[YOUR OBJECTIVE]: Please copy every row below word for word, leaving the pictures out.

[DATASET RECORDS]:
--- Start ---

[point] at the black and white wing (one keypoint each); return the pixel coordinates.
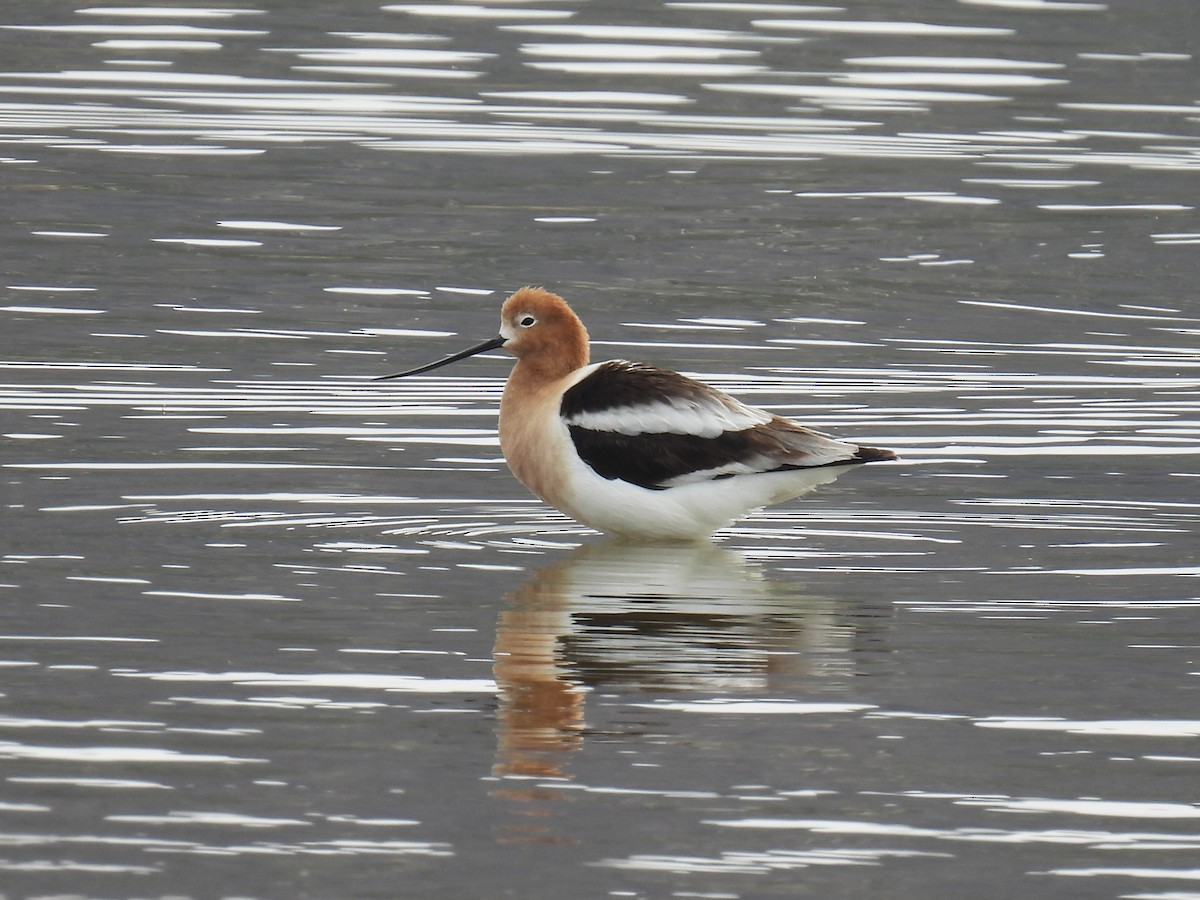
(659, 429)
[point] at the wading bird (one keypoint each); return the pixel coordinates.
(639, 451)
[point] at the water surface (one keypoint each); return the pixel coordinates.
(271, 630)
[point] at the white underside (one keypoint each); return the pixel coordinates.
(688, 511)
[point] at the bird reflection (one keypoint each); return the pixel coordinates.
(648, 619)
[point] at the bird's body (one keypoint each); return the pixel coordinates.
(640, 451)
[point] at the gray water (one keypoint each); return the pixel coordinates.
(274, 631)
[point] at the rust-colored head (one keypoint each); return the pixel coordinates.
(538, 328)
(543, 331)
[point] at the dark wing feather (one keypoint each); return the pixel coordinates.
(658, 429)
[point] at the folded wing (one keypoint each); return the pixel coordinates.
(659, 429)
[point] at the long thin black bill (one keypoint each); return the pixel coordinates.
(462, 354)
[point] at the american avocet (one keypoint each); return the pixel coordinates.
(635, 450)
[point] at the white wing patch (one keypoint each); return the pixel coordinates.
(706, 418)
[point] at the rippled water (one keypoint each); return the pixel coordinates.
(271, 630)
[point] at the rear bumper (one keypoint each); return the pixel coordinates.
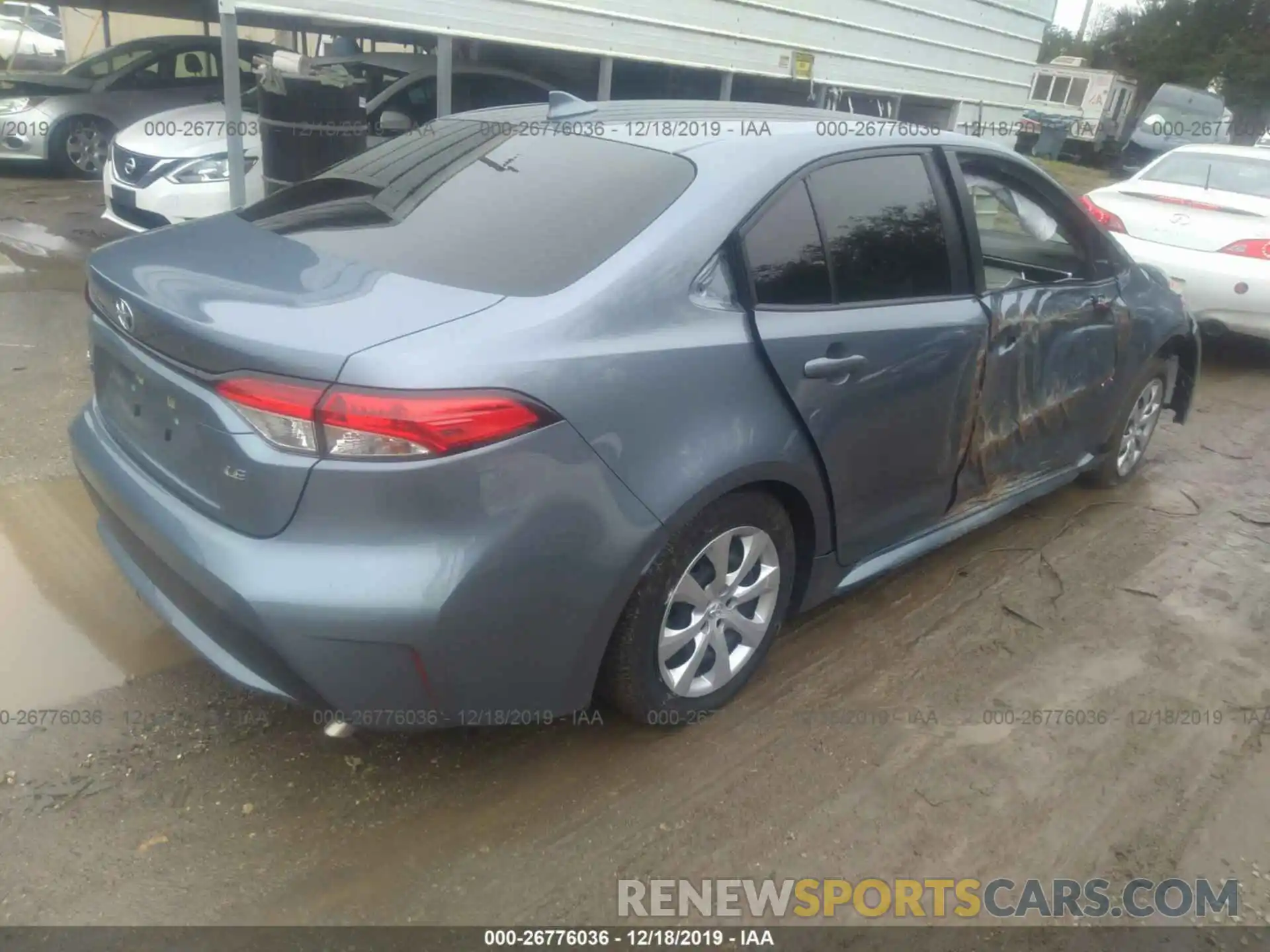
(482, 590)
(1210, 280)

--- End ---

[ANSWER IN FULL]:
[point] at the black and white wing (one keypoint each); return the pixel coordinates.
(659, 429)
[point] at the wading bird (one keypoint each); return the pixel coordinates.
(639, 451)
[point] at the water surface (one keypoint each); return the pixel coordinates.
(271, 630)
[point] at the white underside (one keypoint each); return the pixel coordinates.
(688, 511)
[point] at the bird reflection (one keypoint each); return the pixel coordinates.
(648, 619)
[point] at the bird's body (one keypoint each); return the pixel coordinates.
(640, 451)
[point] at the gray water (one keypoint each); return the pixel coordinates.
(274, 631)
[point] at the rust-colored head (one keypoint each); return the pixel coordinates.
(538, 328)
(543, 331)
[point] at the dark wing feather (one keypoint each); return the pixel coordinates.
(658, 429)
[point] at the folded wing (one keypoint each); return the pixel coordinates.
(659, 429)
[point] at the long thin black bill (one keypoint each); return the pixel coordinates.
(462, 354)
[point] at the american avocet (one keypoint each); return the pixel coordinates.
(635, 450)
[point] at the white wing patch (one keypoint each); return the pixel coordinates.
(706, 418)
[point] at the rippled water (one keypoint each); return the pixel coordinates.
(271, 630)
[point] at the rear bumper (one keypoint each); return the pixel coordinates.
(482, 590)
(1210, 280)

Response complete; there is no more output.